- Records for processing
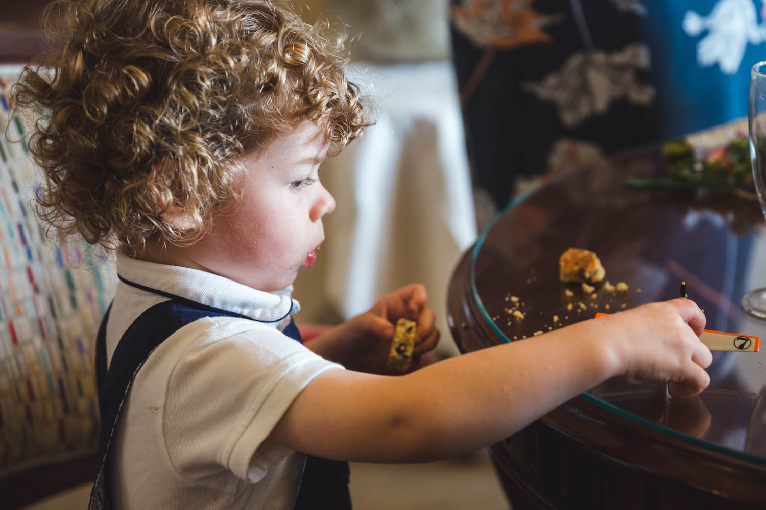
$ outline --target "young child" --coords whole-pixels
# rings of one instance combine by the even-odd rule
[[[611,377],[709,382],[688,300],[370,373],[401,317],[417,321],[416,355],[436,344],[412,284],[301,345],[291,285],[335,205],[318,169],[368,125],[342,43],[265,0],[47,13],[60,46],[14,93],[45,119],[29,141],[40,213],[116,246],[120,279],[97,347],[92,507],[349,508],[339,460],[460,455]]]

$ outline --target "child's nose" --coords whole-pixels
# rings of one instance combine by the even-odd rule
[[[323,187],[322,188],[322,194],[319,199],[314,204],[314,206],[311,208],[311,212],[309,216],[311,217],[311,221],[315,222],[318,219],[321,219],[325,215],[329,214],[335,210],[335,199],[332,198],[332,195],[326,190]]]

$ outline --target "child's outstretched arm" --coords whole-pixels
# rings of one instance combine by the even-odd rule
[[[655,303],[434,363],[401,377],[330,370],[293,401],[277,444],[328,458],[419,462],[523,428],[611,377],[701,391],[712,356],[689,300]]]

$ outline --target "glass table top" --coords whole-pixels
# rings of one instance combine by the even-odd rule
[[[677,297],[686,281],[689,297],[705,310],[705,329],[766,338],[766,322],[739,305],[746,291],[766,286],[766,229],[758,202],[624,185],[627,177],[657,175],[664,164],[659,151],[624,154],[512,203],[471,255],[481,319],[502,341],[523,339],[597,312]],[[559,281],[558,258],[571,247],[595,252],[606,280],[625,282],[628,290],[613,294],[597,285],[591,299],[578,284]],[[514,298],[522,320],[508,312]],[[757,353],[713,352],[708,372],[710,385],[692,398],[670,395],[664,383],[617,379],[580,396],[656,432],[766,465],[766,344]]]

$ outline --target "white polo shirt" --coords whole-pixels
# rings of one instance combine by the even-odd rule
[[[118,254],[121,279],[255,320],[205,317],[138,372],[110,447],[116,508],[292,508],[305,456],[266,437],[317,375],[342,369],[280,330],[292,287],[267,293],[203,271]],[[106,327],[107,362],[128,326],[170,299],[125,281]]]

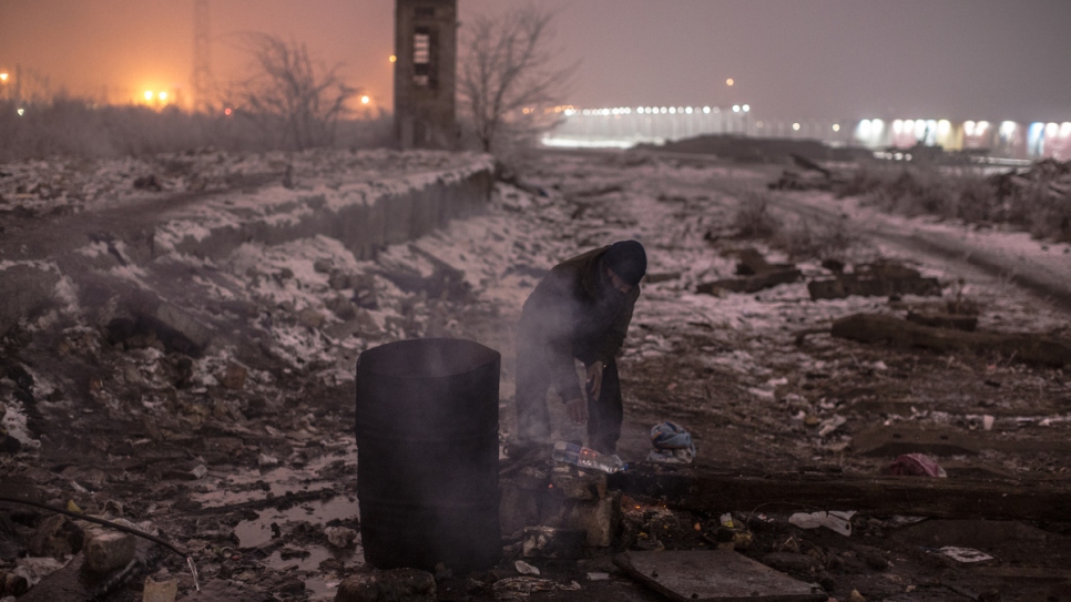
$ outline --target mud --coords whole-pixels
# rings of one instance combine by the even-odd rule
[[[519,162],[517,171],[521,187],[500,184],[484,215],[385,248],[375,259],[355,262],[344,248],[320,244],[309,247],[315,253],[287,247],[285,261],[265,251],[257,269],[248,272],[237,263],[172,266],[176,274],[226,280],[235,292],[226,304],[208,299],[233,330],[201,357],[146,331],[116,336],[106,322],[76,308],[39,308],[0,340],[3,424],[22,442],[20,452],[0,453],[4,487],[59,506],[73,501],[94,513],[110,500],[122,502],[124,516],[152,520],[188,549],[202,582],[236,580],[279,600],[333,599],[343,579],[370,570],[359,540],[339,549],[325,534],[328,527],[360,526],[356,354],[421,336],[465,337],[501,350],[506,441],[514,431],[512,328],[528,292],[560,259],[638,238],[649,249],[651,272],[667,276],[642,285],[620,361],[626,422],[619,448],[626,461],[642,462],[651,426],[672,419],[695,439],[692,470],[808,475],[827,480],[833,491],[838,479],[886,471],[891,453],[864,452],[874,449],[867,441],[875,428],[944,429],[955,433],[958,447],[921,451],[937,458],[949,480],[980,477],[1071,489],[1067,368],[835,339],[820,330],[838,317],[864,310],[901,315],[934,299],[813,302],[806,283],[832,275],[823,267],[830,257],[793,258],[803,277],[798,283],[717,297],[695,292],[703,282],[731,276],[740,248],[757,247],[771,263],[788,261],[772,241],[742,241],[734,232],[741,192],[763,190],[769,170],[630,153],[551,153]],[[778,193],[776,204],[820,202],[796,194],[814,193]],[[1068,336],[1065,309],[947,255],[890,242],[902,238],[870,237],[881,224],[873,218],[858,242],[835,258],[849,269],[879,258],[910,265],[937,278],[941,303],[975,304],[980,330]],[[450,269],[437,269],[429,256]],[[287,267],[295,257],[307,257],[308,269]],[[314,258],[333,259],[360,277],[334,288],[329,273],[312,269]],[[463,285],[442,286],[450,274],[463,274]],[[395,284],[406,278],[418,286]],[[323,300],[335,290],[353,299],[370,290],[375,308],[366,295],[368,307],[355,303],[356,317],[338,317]],[[802,330],[819,331],[797,344]],[[245,371],[241,386],[239,370],[228,370],[232,364]],[[552,409],[560,414],[557,405]],[[558,432],[575,437],[562,418],[557,416]],[[832,430],[823,429],[834,422]],[[612,547],[591,549],[580,561],[531,561],[541,578],[562,585],[575,581],[580,589],[531,598],[660,600],[615,568],[613,553],[717,548],[725,543],[720,530],[726,512],[751,534],[738,551],[817,583],[837,600],[853,590],[888,601],[1071,595],[1065,574],[1071,519],[915,524],[869,512],[857,514],[855,533],[844,537],[802,530],[787,519],[796,511],[851,508],[785,501],[681,506],[681,499],[639,492],[626,498],[623,529]],[[7,542],[0,545],[0,569],[6,569],[45,513],[0,508],[10,518],[0,527],[0,542]],[[438,575],[439,599],[501,594],[493,584],[517,577],[516,542],[504,543],[507,554],[491,571]],[[939,552],[944,545],[976,548],[994,561],[958,563]],[[180,596],[193,588],[183,559],[173,554],[145,574],[177,579]],[[134,579],[108,600],[140,595]]]

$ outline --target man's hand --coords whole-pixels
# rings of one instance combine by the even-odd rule
[[[583,425],[588,422],[588,402],[581,398],[570,399],[565,401],[565,414],[569,418],[577,422],[578,425]]]
[[[602,361],[595,361],[591,366],[588,366],[588,395],[591,399],[599,399],[599,394],[602,391],[602,370],[606,366]]]

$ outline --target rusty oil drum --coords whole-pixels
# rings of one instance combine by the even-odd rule
[[[463,339],[388,343],[357,359],[357,498],[377,569],[486,569],[501,550],[501,355]]]

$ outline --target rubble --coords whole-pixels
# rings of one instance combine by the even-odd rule
[[[860,343],[1000,354],[1020,361],[1057,367],[1071,365],[1071,343],[1042,335],[950,330],[879,314],[855,314],[839,318],[833,323],[832,334]]]
[[[436,584],[431,573],[416,569],[391,569],[374,574],[346,578],[338,585],[335,602],[435,602]]]

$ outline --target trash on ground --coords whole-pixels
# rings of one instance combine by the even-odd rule
[[[892,460],[889,472],[905,477],[948,477],[937,460],[925,453],[905,453]]]
[[[955,560],[956,562],[962,562],[969,564],[972,562],[986,562],[993,560],[993,557],[982,552],[981,550],[976,550],[973,548],[958,548],[956,545],[946,545],[939,548],[938,551],[948,558]]]
[[[654,449],[647,453],[649,462],[690,465],[695,459],[692,436],[669,420],[651,427],[651,445]]]
[[[817,529],[819,527],[825,527],[830,531],[836,531],[842,535],[851,534],[851,517],[855,516],[855,510],[849,510],[842,512],[839,510],[833,510],[829,512],[796,512],[795,514],[788,517],[788,522],[795,524],[800,529]]]
[[[577,443],[570,443],[568,441],[558,441],[554,443],[552,458],[555,461],[573,465],[580,468],[601,470],[608,475],[612,475],[624,469],[624,462],[622,462],[621,458],[619,458],[615,453],[599,453],[591,448],[579,446]]]

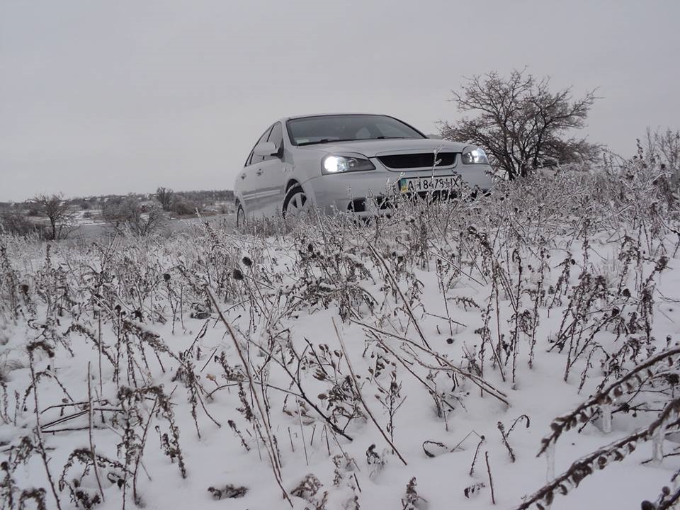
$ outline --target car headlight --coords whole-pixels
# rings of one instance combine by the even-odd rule
[[[487,153],[479,147],[468,147],[463,152],[464,164],[489,164]]]
[[[359,154],[335,155],[330,154],[321,162],[321,171],[324,174],[341,174],[348,171],[362,171],[375,170],[373,164]]]

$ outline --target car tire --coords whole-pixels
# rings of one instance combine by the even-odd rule
[[[239,230],[242,229],[246,225],[246,212],[243,210],[241,204],[239,204],[236,208],[236,227]]]
[[[283,200],[283,217],[295,217],[308,210],[309,199],[305,190],[296,184],[285,193]]]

- Goal
Please copy all of the records above word for word, leaving out the pictures.

- Expected answer
$ outline --target "young child" --coords whole-pixels
# rings of one instance combine by the even-odd rule
[[[611,377],[709,382],[688,300],[370,373],[401,317],[417,321],[416,355],[436,344],[412,284],[301,345],[291,285],[335,205],[318,169],[368,125],[342,43],[265,0],[47,13],[60,46],[14,93],[45,119],[29,141],[40,213],[116,246],[120,279],[97,347],[92,507],[349,508],[339,460],[460,455]]]

$ outline --target "child's nose" --coords whole-pixels
# rings of one instance combine by the even-odd rule
[[[323,187],[322,188],[322,194],[319,199],[314,204],[314,206],[311,208],[311,212],[309,216],[311,217],[311,221],[315,222],[318,219],[321,219],[325,215],[329,214],[335,210],[335,199],[332,198],[332,195],[326,190]]]

$ outline --target "child's outstretched arm" --coords whole-pixels
# rings of one instance combine by the even-odd rule
[[[655,303],[434,363],[401,377],[330,370],[293,401],[277,444],[328,458],[419,462],[523,428],[611,377],[701,391],[712,356],[689,300]]]

$ outline --target "glass table top" --coords whole-pixels
# rings of one instance combine by the even-odd rule
[[[677,297],[686,281],[689,297],[705,310],[705,329],[766,338],[766,322],[739,305],[746,291],[766,286],[766,229],[758,202],[624,185],[627,177],[657,175],[664,164],[659,151],[624,154],[512,203],[471,255],[481,319],[502,341],[523,339],[597,312]],[[559,281],[558,258],[571,247],[595,252],[606,280],[625,282],[628,290],[613,294],[597,285],[591,299],[578,284]],[[514,298],[522,320],[508,312]],[[757,353],[713,352],[708,372],[710,385],[692,398],[670,395],[664,383],[617,379],[580,396],[656,432],[766,465],[766,344]]]

$ outline --target "white polo shirt" --coords whole-pixels
# rings of one instance combine by the even-odd rule
[[[118,254],[121,279],[255,320],[205,317],[138,372],[110,447],[116,508],[292,508],[305,456],[266,437],[317,375],[342,369],[280,330],[292,287],[267,293],[203,271]],[[106,327],[107,362],[128,326],[170,299],[125,281]]]

$ outline --target mud --coords whole-pixels
# rings of one instance combine by the even-odd rule
[[[519,162],[517,171],[521,187],[500,184],[484,215],[385,248],[375,259],[355,262],[344,248],[320,244],[309,247],[315,253],[287,247],[285,261],[265,251],[257,269],[248,272],[237,263],[172,266],[176,274],[226,280],[235,292],[226,304],[208,299],[233,330],[201,357],[146,331],[116,336],[106,322],[76,308],[39,308],[0,340],[3,424],[22,442],[20,452],[0,453],[4,487],[59,506],[73,501],[94,513],[110,500],[122,502],[124,516],[152,520],[188,549],[202,582],[236,580],[279,600],[333,599],[343,579],[370,570],[359,540],[339,549],[325,534],[328,527],[360,526],[356,354],[421,336],[465,337],[501,350],[506,441],[514,431],[512,328],[528,292],[560,259],[638,238],[649,249],[651,272],[667,276],[642,285],[620,361],[626,422],[619,448],[626,461],[642,462],[651,426],[672,419],[695,439],[692,470],[808,475],[827,480],[833,491],[838,479],[886,471],[891,453],[864,452],[874,449],[867,441],[875,428],[944,429],[955,433],[958,447],[921,451],[937,458],[949,480],[980,477],[1071,489],[1067,368],[835,339],[820,330],[838,317],[864,310],[901,315],[934,299],[813,302],[806,283],[832,275],[823,267],[830,257],[793,258],[803,277],[798,283],[717,297],[695,292],[703,282],[731,276],[740,248],[757,247],[771,263],[788,261],[772,241],[742,241],[734,232],[741,192],[763,190],[769,170],[630,153],[551,153]],[[778,193],[776,204],[820,202],[796,194],[814,193]],[[1068,336],[1065,309],[947,255],[890,242],[902,238],[870,237],[881,224],[873,218],[858,242],[835,258],[849,269],[879,258],[910,265],[937,278],[941,303],[975,304],[980,330]],[[450,269],[437,269],[429,256]],[[287,267],[295,257],[307,257],[308,269]],[[314,258],[333,259],[360,277],[334,288],[329,273],[312,269]],[[463,285],[442,286],[450,274],[463,274]],[[395,284],[406,278],[418,286]],[[323,300],[335,290],[353,299],[370,290],[375,308],[366,295],[368,307],[355,303],[356,317],[338,317]],[[802,330],[819,331],[797,344]],[[245,371],[241,386],[239,370],[228,370],[232,364]],[[552,409],[560,414],[557,405]],[[558,432],[575,437],[562,418],[557,416]],[[832,430],[823,429],[834,422]],[[612,547],[591,549],[580,561],[531,561],[541,578],[562,585],[575,581],[580,589],[531,598],[660,600],[615,568],[613,553],[717,548],[725,543],[720,530],[726,512],[751,534],[738,551],[817,583],[837,600],[853,590],[888,601],[1071,595],[1065,574],[1071,519],[915,524],[869,512],[857,514],[855,533],[844,537],[802,530],[787,519],[796,511],[851,508],[785,501],[681,506],[681,499],[639,492],[626,498],[623,529]],[[7,542],[0,545],[0,569],[6,569],[45,513],[0,508],[10,518],[0,527],[0,542]],[[438,575],[439,599],[501,594],[493,584],[517,577],[516,542],[504,543],[507,554],[491,571]],[[939,552],[944,545],[976,548],[994,561],[958,563]],[[180,596],[193,588],[183,559],[173,554],[145,574],[177,579]],[[134,579],[108,600],[140,595]]]

$ outline --target man's hand --coords whole-pixels
# rings of one instance combine by the even-odd rule
[[[583,425],[588,422],[588,402],[581,398],[570,399],[565,401],[565,414],[569,418],[577,422],[578,425]]]
[[[602,361],[595,361],[591,366],[588,366],[588,395],[591,399],[599,399],[599,394],[602,391],[602,370],[606,366]]]

$ outline --target rusty oil drum --coords whole-pixels
# rings of one instance combine by the even-odd rule
[[[463,339],[388,343],[357,359],[357,498],[377,569],[486,569],[501,550],[501,355]]]

$ outline --target rubble --coords whole-pixels
# rings of one instance combine by the even-odd rule
[[[860,343],[1000,354],[1020,361],[1057,367],[1071,365],[1071,343],[1042,335],[950,330],[879,314],[855,314],[839,318],[833,323],[832,334]]]
[[[436,584],[431,573],[416,569],[391,569],[374,574],[346,578],[338,585],[335,602],[435,602]]]

$ outline --target trash on ground --coords whole-pixels
# rings of one instance combine by the even-odd rule
[[[892,460],[889,472],[905,477],[948,477],[937,460],[925,453],[905,453]]]
[[[955,560],[956,562],[962,562],[969,564],[972,562],[986,562],[993,560],[993,557],[982,552],[981,550],[976,550],[973,548],[958,548],[956,545],[946,545],[939,548],[938,551],[948,558]]]
[[[654,449],[647,453],[649,462],[690,465],[695,459],[692,436],[669,420],[651,427],[651,445]]]
[[[817,529],[819,527],[825,527],[830,531],[836,531],[842,535],[851,534],[851,517],[855,516],[855,510],[849,510],[842,512],[839,510],[833,510],[829,512],[796,512],[795,514],[788,517],[788,522],[795,524],[800,529]]]
[[[577,443],[570,443],[568,441],[558,441],[554,443],[552,458],[555,461],[573,465],[580,468],[601,470],[608,475],[612,475],[624,469],[624,462],[622,462],[621,458],[619,458],[615,453],[599,453],[591,448],[579,446]]]

$ outline --target car headlight --coords whole-pixels
# rings of one instance combine by the even-odd rule
[[[487,153],[479,147],[468,147],[463,152],[464,164],[489,164]]]
[[[359,154],[335,155],[330,154],[321,162],[321,171],[324,174],[341,174],[348,171],[362,171],[375,170],[373,164]]]

$ outline --target car tire --coords whole-pixels
# rings of one instance combine by the even-odd rule
[[[239,230],[242,229],[246,225],[246,212],[243,210],[241,204],[239,204],[236,208],[236,227]]]
[[[283,200],[283,217],[295,217],[308,210],[309,199],[305,190],[296,184],[285,193]]]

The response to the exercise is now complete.